----- ПРЕДЛОЖЕННЫЙ ОТРЫВОК

Был еще вопрос; это об юнкерах. Вот его история. Юнкеров прибыло в Константинополь 69 человек. Когда выяснилось, что проходят месяцы, а участь беженцев, и в частности юнкеров, не только не выясняется, а, напротив, они предоставляются сами себе, тогда 14 юнкеров вернулись домой на родину. Власть имущими между тем были приняты меры к возвращению на родину. Я уже говорил об этом. Часть беженцев вернулась; из офицеров вернулись единицы. Среди невоенных, вернувшихся на родину, вернулось более или менее много гвардейцев, среди которых находились и некоторые члены штаба Гвардии. Но это было сделано в самом начале нашего пребывания в Константинополе. Когда эта мера не дала ожидаемых результатов, тогда власть имущие решили применить другую меру, а именно, составить список лишь тем, кто не может вернуться на родину. Эта мера привела к тому, что число военных, которых Правительство должно было взять на свое иждивение, было значительно сокращено, а число не военных оказалось значительно увеличено. "Офицеров, служивших защите родины, мы никогда не оставим на произвол судьбы и не требуем, чтобы они уезжали обратно"... пишет в своем письме Председатель Правительства. А между тем в Константинополе принимались меры совершенно обратные этим словам. Но у власть имущих слова обыкновенно расходились с делом. Об оставшихся юнкерах (после отъезда 14 юнкеров) вопрос оставался открытым. При обсуждении вопросов о беженцах, и в частности о военных, я уже не привлекался. Меня постепенно отводили от этого. Но об этом после. В заботах об юнкерах я неоднократно обращался не только к нашему Уполномоченному Правительством К. Г. Гварджеладзе, но и в Париж с письмами к самому Правительству. Результатом моих ходатайств было то, что 5 юнкеров поместили в одну из военных школ во Франции. Остальных в Константинополе власть имущими было решено отправить на родину. Но перед этим Гварджеладзе со мной ездил к представителям Сербии, Италии и Франции; мы просили поместить их в военно-учебные заведения. Ответ впоследствии оказался отрицательным. Однако удалось 20 юнкеров поместить в Грецию, в военную школу. Таким образом оставалось еще около тридцати. В отношении их, как я указал выше, власть имущими было принято решение отправить их на родину. Когда юнкера узнали об этом, то они отказались уезжать. Я не вмешивался в это дело, ибо весь вопрос об юнкерах вели без меня, если не считать моей единственной, совместно с К. Г. Гварджеладзе, поездки к иностранным представителям.

----------

ПИСЬМЕННОЕ ЗАДАНИЕ A:
Назовите все страны, которые упоминаются в отрывке о юнкерах в Константинополе.
ПИСЬМЕННОЕ ЗАДАНИЕ B:
Выберите все строки данных со словом "ceramic" и выпишите каждую из них полностью.
Отрывок и строки данных взяты из разных источников.

----- СТРОКИ ДАННЫХ

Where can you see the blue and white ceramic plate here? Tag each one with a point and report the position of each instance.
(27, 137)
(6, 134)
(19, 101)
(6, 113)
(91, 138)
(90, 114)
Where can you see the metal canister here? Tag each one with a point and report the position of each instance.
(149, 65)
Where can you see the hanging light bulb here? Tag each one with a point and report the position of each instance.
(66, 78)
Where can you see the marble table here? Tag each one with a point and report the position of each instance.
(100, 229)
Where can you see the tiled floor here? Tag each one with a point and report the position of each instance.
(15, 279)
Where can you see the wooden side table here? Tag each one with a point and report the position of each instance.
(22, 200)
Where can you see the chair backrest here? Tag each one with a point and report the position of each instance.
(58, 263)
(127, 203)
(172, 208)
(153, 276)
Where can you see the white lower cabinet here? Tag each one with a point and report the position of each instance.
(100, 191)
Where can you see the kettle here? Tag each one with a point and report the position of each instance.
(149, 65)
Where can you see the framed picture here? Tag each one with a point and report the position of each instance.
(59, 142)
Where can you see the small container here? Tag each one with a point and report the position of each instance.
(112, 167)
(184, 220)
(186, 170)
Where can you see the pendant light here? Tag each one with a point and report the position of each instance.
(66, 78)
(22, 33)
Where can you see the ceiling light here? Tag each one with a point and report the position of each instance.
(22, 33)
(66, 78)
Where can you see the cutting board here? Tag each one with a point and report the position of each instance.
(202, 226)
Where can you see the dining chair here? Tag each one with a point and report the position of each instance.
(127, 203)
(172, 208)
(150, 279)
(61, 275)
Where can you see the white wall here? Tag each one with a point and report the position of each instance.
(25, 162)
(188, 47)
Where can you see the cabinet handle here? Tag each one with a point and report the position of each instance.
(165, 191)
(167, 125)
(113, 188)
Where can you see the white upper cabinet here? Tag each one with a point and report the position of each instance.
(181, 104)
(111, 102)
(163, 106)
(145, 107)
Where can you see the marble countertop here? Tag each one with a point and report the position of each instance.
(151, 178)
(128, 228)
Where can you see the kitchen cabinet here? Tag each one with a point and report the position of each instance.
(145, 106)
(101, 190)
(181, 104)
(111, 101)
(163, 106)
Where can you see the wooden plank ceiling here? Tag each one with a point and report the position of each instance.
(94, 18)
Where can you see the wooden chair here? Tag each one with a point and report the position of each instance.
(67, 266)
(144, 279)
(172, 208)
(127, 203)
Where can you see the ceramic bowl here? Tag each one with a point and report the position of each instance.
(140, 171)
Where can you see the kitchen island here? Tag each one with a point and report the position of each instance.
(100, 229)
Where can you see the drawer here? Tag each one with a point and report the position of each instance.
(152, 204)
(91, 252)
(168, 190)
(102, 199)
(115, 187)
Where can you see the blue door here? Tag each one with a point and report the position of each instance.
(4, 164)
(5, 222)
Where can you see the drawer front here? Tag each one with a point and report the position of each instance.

----------
----- СТРОКИ ДАННЫХ

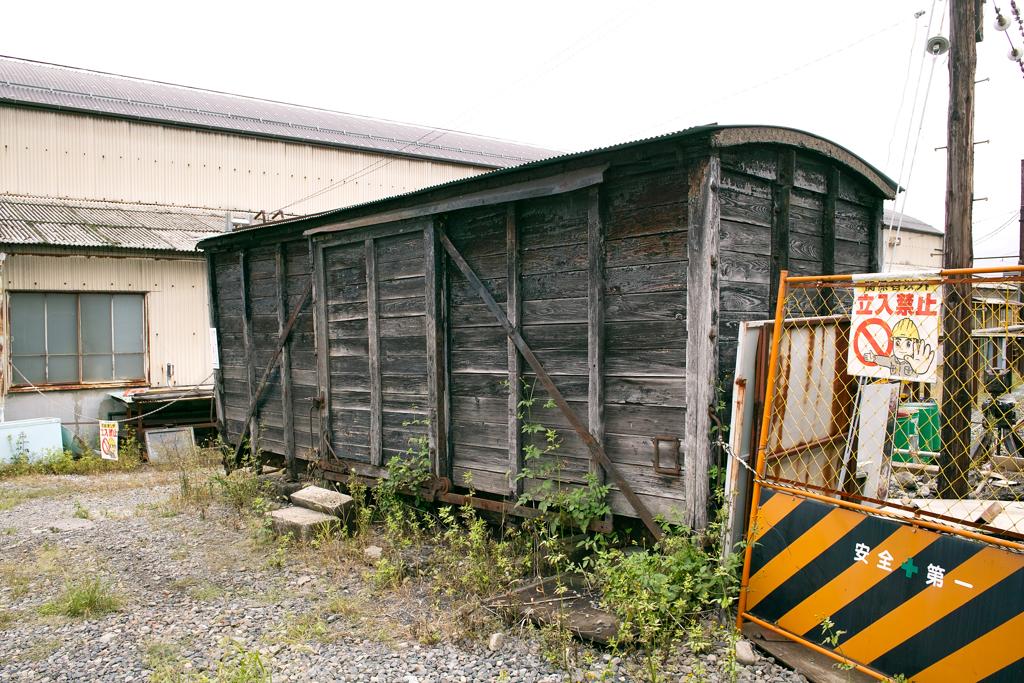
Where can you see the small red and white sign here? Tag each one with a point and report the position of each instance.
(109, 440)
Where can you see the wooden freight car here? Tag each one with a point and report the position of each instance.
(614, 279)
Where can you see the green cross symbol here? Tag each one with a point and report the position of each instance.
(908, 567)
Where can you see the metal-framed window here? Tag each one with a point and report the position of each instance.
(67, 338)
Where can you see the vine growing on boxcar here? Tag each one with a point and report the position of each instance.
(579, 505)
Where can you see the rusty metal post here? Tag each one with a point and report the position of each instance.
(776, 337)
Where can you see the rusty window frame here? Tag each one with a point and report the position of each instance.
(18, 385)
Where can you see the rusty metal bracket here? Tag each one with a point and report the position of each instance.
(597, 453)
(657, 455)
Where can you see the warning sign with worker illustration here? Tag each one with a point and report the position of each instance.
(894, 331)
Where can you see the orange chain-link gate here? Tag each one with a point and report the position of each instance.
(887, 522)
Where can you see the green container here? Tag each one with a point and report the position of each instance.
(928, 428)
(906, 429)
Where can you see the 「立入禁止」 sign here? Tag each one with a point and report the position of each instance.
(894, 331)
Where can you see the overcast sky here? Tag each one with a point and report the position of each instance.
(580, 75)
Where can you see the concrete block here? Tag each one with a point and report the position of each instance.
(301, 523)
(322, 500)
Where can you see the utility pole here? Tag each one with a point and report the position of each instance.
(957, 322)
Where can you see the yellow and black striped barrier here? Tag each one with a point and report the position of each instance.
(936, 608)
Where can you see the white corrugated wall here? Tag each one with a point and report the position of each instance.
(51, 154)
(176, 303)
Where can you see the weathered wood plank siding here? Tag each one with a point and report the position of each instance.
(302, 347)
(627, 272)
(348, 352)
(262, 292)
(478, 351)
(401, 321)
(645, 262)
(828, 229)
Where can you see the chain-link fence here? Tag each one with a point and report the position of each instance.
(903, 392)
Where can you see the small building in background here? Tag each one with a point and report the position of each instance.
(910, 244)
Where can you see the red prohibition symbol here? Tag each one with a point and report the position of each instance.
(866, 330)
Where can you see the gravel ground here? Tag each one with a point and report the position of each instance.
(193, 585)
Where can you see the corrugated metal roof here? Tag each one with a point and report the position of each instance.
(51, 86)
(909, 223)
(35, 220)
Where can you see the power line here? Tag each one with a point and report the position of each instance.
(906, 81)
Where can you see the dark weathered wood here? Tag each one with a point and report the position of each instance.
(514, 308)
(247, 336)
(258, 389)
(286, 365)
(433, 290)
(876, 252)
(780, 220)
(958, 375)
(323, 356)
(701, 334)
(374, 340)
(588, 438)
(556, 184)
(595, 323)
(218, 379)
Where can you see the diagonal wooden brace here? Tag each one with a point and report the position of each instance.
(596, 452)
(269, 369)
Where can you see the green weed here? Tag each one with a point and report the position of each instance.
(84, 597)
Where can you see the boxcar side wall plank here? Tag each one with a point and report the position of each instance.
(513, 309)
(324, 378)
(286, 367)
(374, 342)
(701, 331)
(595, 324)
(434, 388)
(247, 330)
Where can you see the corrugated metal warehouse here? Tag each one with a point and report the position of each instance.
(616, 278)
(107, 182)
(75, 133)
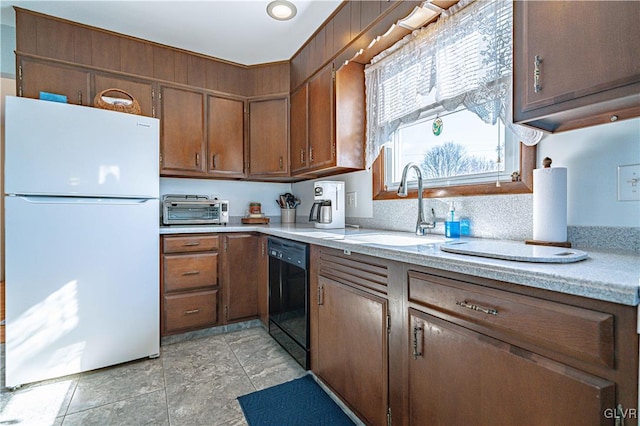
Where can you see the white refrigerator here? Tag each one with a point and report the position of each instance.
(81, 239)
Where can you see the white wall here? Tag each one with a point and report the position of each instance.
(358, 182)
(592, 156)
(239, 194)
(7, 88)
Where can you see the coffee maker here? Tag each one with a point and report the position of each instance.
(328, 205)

----------
----- СТРОКИ ДАННЫХ

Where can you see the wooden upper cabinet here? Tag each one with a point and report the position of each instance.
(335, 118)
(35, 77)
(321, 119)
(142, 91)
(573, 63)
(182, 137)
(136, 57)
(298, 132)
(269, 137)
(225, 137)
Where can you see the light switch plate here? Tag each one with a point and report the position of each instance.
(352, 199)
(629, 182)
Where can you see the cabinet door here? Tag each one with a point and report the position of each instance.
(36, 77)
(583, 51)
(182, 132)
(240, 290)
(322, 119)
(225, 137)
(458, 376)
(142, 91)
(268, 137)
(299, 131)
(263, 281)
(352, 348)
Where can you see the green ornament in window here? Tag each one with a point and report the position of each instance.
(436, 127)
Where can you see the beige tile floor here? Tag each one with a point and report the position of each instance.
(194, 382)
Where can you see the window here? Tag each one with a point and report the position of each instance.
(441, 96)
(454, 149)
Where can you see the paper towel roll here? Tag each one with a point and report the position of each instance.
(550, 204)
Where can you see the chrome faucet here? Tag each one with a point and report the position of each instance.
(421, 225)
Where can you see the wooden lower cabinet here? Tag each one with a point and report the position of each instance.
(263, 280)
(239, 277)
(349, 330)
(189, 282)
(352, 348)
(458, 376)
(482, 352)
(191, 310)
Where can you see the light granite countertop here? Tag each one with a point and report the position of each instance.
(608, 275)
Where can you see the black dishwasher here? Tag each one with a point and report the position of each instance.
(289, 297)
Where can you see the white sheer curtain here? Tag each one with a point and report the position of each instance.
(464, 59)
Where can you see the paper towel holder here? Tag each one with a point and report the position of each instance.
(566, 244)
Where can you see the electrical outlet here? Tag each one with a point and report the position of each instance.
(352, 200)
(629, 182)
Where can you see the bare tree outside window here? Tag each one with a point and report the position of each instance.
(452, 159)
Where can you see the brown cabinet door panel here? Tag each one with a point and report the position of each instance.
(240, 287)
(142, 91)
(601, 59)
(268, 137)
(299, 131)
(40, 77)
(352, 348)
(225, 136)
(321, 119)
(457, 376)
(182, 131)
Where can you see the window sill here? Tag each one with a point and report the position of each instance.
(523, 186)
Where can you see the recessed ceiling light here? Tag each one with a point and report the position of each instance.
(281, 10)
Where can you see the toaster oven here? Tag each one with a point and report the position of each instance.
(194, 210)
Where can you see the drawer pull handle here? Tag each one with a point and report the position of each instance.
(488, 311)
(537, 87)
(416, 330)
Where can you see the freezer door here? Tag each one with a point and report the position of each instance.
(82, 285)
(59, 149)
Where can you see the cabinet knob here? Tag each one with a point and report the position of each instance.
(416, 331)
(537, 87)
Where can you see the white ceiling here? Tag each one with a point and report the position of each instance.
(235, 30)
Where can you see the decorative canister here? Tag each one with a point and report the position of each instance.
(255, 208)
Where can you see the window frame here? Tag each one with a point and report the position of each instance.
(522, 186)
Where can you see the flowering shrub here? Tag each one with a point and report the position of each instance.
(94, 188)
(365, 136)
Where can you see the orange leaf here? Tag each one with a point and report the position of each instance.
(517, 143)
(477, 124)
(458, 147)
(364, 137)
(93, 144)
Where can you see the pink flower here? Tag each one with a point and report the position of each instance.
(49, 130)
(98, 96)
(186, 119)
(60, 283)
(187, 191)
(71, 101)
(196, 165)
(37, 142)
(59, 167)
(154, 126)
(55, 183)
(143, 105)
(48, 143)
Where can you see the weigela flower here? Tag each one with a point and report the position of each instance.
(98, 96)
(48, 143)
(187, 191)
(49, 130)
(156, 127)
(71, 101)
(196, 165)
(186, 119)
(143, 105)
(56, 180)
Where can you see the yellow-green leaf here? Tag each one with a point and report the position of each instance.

----------

ПОЛНЫЙ ОТВЕТ A:
Франция, Сербия, Италия, Греция.

ПОЛНЫЙ ОТВЕТ B:
Where can you see the blue and white ceramic plate here? Tag each one with a point and report the position of each instance.
Where can you see the ceramic bowl here? Tag each one with a point and report the position of each instance.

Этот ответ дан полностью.